▶ **What to work on**: Copy the items below word for word, starting at the line that contains "Look at the photograph above. For each instance of the white" and ending at the line that contains "x=432, y=322", with both of those lines included.

━━ Given information ━━

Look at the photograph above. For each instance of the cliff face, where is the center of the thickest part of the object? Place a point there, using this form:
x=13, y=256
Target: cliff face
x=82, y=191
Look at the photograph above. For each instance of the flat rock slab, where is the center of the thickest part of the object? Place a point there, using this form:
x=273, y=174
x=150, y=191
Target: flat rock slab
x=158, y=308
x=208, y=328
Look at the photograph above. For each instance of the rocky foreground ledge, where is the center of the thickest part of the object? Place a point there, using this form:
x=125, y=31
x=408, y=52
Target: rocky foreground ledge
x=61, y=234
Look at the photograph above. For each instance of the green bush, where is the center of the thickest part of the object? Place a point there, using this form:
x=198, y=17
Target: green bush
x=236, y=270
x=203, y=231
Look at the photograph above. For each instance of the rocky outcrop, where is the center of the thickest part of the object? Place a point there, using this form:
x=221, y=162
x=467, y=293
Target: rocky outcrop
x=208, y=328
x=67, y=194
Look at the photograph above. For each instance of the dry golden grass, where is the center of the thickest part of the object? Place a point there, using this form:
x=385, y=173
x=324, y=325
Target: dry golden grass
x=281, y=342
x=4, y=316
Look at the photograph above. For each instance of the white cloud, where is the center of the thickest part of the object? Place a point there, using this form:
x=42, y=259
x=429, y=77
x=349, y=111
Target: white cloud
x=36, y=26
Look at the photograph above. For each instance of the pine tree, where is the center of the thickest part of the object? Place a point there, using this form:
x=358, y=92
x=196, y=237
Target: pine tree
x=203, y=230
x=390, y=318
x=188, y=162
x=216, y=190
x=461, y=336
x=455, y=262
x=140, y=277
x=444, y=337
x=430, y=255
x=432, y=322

━━━
━━ Given information ━━

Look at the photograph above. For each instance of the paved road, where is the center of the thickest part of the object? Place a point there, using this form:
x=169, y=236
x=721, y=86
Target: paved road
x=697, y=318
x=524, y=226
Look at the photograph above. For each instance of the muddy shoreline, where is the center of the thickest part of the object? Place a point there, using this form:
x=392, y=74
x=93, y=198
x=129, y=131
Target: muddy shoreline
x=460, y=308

━━━

▶ **Reply to the exercise**:
Look at the photograph above. For each instance of the white cloud, where is the center of the thickest part of the object? Place a point there, using this form:
x=42, y=259
x=429, y=77
x=349, y=111
Target: white cloud
x=36, y=26
Look at the photograph above. For each instance of the pine tree, where is the center of the thickest part of the object? Place a point there, using this form:
x=358, y=92
x=196, y=237
Target: pine tree
x=203, y=230
x=390, y=318
x=188, y=162
x=216, y=190
x=461, y=336
x=455, y=262
x=140, y=277
x=444, y=337
x=430, y=255
x=432, y=322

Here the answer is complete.